● **EXCERPTED RECORDS**
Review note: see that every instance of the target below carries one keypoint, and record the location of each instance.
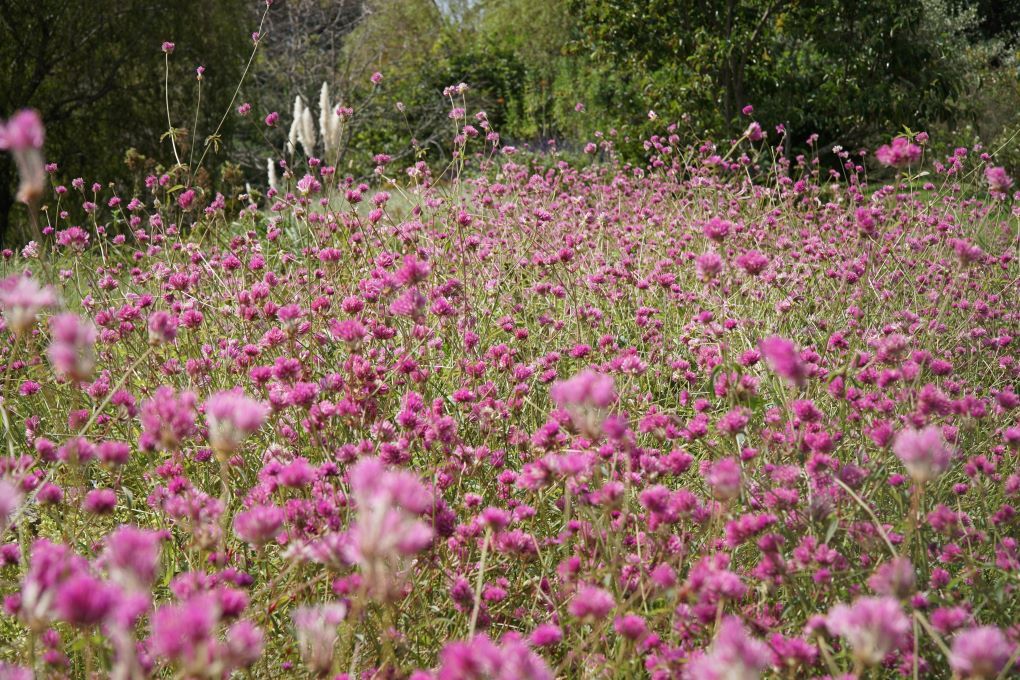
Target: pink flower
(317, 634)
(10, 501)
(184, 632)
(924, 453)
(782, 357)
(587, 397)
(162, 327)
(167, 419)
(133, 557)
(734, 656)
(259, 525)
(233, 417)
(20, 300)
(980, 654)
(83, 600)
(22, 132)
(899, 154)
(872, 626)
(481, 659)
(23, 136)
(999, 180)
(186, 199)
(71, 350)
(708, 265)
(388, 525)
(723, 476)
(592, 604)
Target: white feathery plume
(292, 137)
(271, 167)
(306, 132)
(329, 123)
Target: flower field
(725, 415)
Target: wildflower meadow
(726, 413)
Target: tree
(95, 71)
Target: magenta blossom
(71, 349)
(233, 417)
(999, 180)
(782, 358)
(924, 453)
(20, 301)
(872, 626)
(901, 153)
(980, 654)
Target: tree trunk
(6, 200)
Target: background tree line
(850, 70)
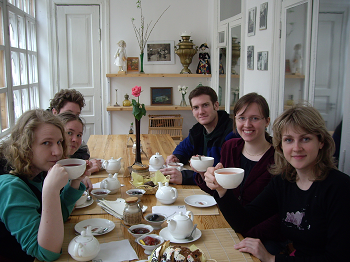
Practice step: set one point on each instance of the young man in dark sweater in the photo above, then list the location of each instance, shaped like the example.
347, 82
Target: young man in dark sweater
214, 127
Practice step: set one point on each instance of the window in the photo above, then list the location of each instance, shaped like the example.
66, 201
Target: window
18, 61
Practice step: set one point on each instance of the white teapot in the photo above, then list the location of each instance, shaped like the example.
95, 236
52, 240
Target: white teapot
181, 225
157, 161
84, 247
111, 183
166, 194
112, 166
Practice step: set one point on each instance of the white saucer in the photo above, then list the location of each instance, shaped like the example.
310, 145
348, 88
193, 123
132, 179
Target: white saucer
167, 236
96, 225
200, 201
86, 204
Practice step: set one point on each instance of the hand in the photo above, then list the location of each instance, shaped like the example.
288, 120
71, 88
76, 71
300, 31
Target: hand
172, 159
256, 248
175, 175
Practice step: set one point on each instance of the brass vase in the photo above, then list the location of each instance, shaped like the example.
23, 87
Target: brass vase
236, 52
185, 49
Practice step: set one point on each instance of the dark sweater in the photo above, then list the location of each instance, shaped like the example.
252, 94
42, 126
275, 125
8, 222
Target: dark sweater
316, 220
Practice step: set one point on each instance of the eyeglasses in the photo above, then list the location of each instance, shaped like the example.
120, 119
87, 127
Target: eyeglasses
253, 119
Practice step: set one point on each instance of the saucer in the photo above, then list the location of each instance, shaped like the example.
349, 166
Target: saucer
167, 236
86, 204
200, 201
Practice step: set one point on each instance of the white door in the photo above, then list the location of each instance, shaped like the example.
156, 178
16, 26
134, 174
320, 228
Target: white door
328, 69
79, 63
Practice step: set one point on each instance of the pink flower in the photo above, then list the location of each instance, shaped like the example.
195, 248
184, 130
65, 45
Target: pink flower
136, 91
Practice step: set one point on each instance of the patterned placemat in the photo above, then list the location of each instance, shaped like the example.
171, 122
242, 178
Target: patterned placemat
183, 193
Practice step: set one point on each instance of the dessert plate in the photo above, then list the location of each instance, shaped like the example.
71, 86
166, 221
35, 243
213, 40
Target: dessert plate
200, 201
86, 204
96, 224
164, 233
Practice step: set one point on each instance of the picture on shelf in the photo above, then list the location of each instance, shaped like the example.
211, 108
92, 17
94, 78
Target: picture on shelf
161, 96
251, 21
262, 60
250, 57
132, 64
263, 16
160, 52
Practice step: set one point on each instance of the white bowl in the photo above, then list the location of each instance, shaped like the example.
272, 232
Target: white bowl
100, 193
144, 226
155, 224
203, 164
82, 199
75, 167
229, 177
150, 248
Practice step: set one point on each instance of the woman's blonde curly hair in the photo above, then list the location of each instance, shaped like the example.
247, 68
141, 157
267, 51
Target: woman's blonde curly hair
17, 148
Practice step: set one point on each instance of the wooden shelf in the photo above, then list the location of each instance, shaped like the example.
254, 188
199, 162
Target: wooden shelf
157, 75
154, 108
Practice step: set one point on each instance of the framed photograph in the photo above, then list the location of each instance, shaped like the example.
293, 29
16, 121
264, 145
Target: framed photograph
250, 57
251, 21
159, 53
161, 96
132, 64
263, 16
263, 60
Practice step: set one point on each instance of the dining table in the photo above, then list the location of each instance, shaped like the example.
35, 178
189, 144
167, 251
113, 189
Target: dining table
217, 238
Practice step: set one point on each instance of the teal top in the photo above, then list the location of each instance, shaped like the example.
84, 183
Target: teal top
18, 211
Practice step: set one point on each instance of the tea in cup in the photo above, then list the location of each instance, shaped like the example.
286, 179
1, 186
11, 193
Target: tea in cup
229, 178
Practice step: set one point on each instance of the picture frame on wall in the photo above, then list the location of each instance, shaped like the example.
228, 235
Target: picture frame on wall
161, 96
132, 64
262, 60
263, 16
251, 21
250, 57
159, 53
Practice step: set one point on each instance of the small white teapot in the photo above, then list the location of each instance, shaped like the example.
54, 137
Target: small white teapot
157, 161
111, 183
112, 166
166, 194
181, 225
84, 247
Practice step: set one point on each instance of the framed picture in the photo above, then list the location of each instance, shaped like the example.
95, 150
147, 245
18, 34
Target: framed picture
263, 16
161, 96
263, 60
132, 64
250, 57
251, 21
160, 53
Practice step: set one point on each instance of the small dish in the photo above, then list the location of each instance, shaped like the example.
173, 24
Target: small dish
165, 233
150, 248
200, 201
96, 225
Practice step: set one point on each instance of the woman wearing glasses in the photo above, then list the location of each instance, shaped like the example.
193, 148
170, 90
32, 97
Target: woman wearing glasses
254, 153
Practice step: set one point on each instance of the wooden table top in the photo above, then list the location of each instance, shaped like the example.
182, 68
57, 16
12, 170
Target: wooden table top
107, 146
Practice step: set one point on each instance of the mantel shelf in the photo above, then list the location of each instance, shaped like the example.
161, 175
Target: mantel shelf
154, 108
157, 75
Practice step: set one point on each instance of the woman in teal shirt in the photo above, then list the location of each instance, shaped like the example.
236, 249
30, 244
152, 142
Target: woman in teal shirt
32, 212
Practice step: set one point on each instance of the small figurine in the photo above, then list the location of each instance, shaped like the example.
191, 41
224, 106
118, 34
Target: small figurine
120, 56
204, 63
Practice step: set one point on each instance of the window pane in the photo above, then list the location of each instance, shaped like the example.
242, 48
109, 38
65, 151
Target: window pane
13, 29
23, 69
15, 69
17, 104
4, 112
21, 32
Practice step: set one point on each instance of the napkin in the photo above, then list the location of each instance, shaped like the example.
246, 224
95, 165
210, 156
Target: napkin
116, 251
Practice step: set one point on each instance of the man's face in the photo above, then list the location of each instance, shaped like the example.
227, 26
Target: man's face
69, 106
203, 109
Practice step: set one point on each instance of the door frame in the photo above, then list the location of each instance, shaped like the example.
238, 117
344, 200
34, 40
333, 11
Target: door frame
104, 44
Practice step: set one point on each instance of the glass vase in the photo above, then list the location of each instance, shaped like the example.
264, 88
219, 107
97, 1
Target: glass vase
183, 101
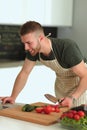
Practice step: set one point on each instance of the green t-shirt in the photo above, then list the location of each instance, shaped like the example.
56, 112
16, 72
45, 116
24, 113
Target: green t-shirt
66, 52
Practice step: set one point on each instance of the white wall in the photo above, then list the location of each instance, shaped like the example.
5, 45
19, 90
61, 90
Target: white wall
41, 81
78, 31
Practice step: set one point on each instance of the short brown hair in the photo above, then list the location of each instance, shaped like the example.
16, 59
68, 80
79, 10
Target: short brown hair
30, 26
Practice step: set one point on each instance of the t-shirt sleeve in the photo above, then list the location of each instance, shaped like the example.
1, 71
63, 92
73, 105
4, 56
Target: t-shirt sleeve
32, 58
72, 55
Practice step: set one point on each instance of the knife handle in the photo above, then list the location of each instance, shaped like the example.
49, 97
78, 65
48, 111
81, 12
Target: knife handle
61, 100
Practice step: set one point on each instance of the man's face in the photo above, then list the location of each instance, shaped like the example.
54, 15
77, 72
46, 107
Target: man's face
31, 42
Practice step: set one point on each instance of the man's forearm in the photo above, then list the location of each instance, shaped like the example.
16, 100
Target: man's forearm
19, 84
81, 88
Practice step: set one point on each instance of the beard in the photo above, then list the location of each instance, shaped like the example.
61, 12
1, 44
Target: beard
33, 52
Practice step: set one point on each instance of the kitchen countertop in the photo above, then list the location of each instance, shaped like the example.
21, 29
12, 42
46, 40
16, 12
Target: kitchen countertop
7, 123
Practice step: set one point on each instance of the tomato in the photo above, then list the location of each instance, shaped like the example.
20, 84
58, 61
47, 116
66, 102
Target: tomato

● **WHAT YOU NEED TO DO**
Rewrite every line from the one that contains "Practice step: set one point on each instance of the beard" through the end of the records, both ends included, keeping the requests. Scale each answer coordinate by 2.6 and round it to a whole number, rounding halves up, but leave the numbers in the requests and their sample points as they are.

● **RESULT OF THIS EXERCISE**
Practice step: set one point on each instance of the beard in the photo above, then list the location of each instance, shaped like the example.
61, 12
1, 44
Target: beard
86, 135
Practice step: set one point on each instance of the kitchen countertop in the photo above, then list the location of each instance, shaped like the example.
21, 29
12, 42
46, 40
16, 12
Target: kitchen countertop
18, 320
Practice step: set one point on each instance of the tomato in the photo above, then list the location of each instance, shaped like the example.
20, 84
58, 61
47, 116
66, 102
Target: tomato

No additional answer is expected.